» Information shown
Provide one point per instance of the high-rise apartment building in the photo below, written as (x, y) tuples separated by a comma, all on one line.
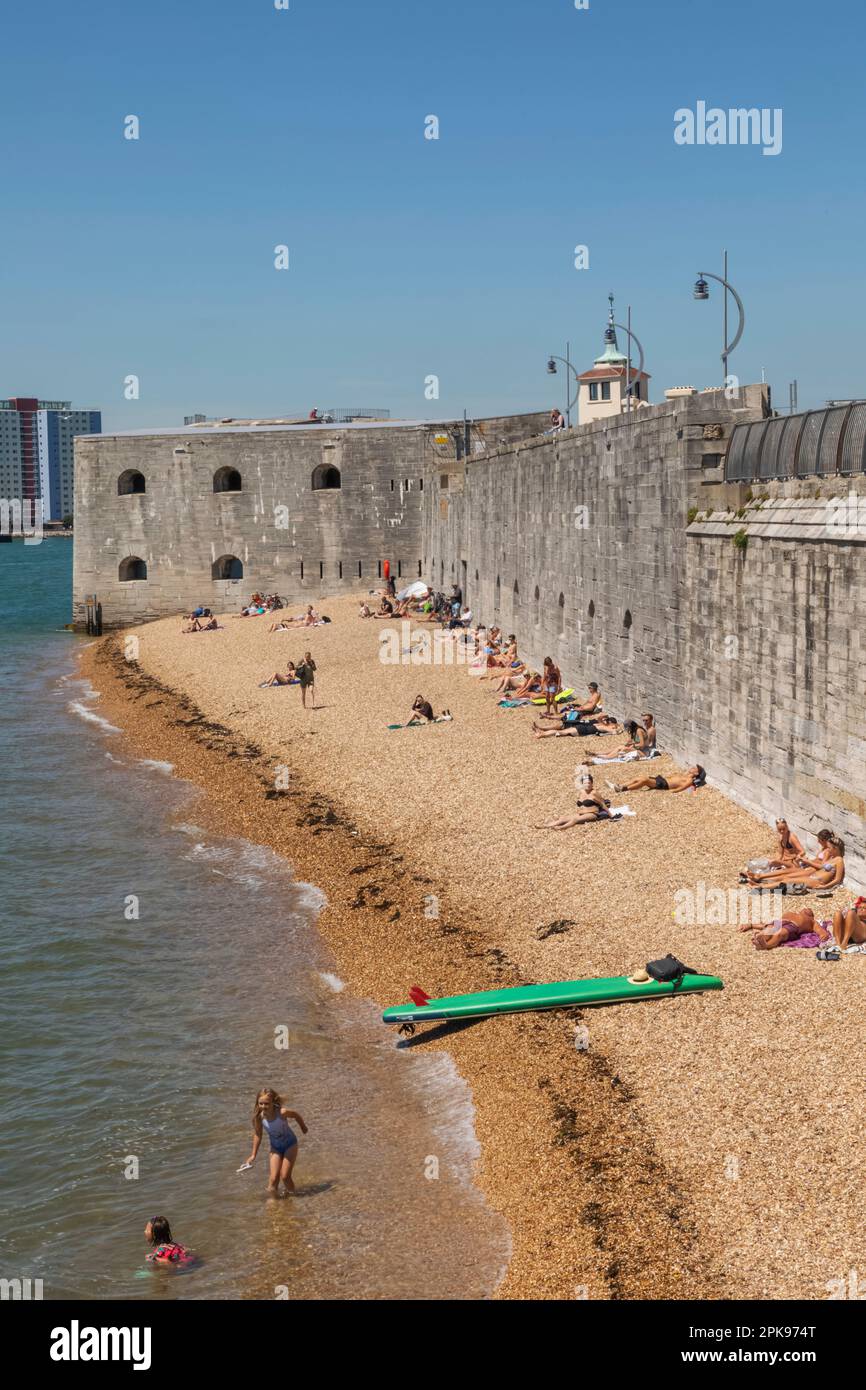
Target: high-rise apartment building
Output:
[(36, 451)]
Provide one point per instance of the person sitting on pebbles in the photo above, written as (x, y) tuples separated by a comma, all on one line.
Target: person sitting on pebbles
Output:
[(591, 806), (790, 927), (421, 713), (826, 870), (280, 679), (850, 926), (694, 777), (787, 856)]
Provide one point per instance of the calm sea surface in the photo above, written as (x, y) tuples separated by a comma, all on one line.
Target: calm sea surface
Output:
[(136, 1044)]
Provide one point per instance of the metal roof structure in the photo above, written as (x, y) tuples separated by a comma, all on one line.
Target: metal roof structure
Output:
[(820, 444)]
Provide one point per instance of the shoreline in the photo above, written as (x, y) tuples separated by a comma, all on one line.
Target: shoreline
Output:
[(587, 1136), (642, 1168)]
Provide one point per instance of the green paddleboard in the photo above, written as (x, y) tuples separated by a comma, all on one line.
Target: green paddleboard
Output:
[(560, 994)]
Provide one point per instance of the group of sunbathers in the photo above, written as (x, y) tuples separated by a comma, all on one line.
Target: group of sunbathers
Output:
[(260, 603), (793, 872), (307, 619), (200, 620)]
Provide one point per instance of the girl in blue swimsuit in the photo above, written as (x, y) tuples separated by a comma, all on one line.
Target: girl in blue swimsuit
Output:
[(273, 1118)]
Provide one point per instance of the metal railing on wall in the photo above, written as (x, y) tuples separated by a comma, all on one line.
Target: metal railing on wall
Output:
[(816, 444)]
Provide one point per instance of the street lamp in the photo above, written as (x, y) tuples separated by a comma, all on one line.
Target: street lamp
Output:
[(631, 338), (701, 291), (569, 367)]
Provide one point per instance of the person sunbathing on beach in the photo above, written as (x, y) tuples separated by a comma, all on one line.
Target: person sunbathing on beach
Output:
[(510, 680), (573, 724), (826, 870), (502, 659), (850, 926), (787, 856), (635, 751), (421, 713), (198, 626), (637, 741), (790, 927), (307, 619), (530, 685), (591, 806), (499, 662), (278, 679), (271, 1115), (694, 777)]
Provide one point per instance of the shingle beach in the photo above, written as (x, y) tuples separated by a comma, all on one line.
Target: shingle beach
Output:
[(702, 1147)]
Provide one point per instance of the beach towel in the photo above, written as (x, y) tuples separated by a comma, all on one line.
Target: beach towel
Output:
[(540, 699), (626, 758), (809, 941)]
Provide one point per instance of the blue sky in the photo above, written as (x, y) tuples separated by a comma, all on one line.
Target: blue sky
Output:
[(412, 257)]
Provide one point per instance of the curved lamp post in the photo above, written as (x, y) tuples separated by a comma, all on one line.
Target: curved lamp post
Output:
[(570, 369), (633, 338), (702, 292)]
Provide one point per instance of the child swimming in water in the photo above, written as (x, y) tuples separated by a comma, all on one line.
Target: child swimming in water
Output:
[(166, 1251), (271, 1115)]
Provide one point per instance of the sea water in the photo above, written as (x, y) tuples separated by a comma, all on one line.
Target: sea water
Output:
[(154, 977)]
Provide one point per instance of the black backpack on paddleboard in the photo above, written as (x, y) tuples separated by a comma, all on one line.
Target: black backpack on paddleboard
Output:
[(669, 970)]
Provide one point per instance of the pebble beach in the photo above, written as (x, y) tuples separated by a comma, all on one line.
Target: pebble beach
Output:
[(697, 1147)]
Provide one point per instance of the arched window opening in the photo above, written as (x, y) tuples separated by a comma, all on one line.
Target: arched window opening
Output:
[(131, 569), (131, 481), (327, 478), (227, 567), (227, 480)]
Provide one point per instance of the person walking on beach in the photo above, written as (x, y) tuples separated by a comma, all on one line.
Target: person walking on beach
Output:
[(306, 679), (271, 1115), (552, 683)]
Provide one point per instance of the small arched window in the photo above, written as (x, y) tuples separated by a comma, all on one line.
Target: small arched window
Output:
[(131, 569), (131, 481), (227, 480), (327, 478), (227, 567)]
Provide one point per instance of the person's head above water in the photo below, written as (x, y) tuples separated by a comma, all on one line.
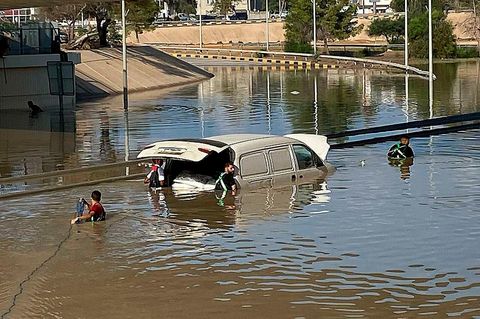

» Goal
Pick out every line of the records above that contains the word "shingle" and copy each one. Case counts.

» Complete output
Provide one point per instance of the shingle beach in the photo above, written as (x, y) tuples separated by a comma, all on one line.
Target: shingle beach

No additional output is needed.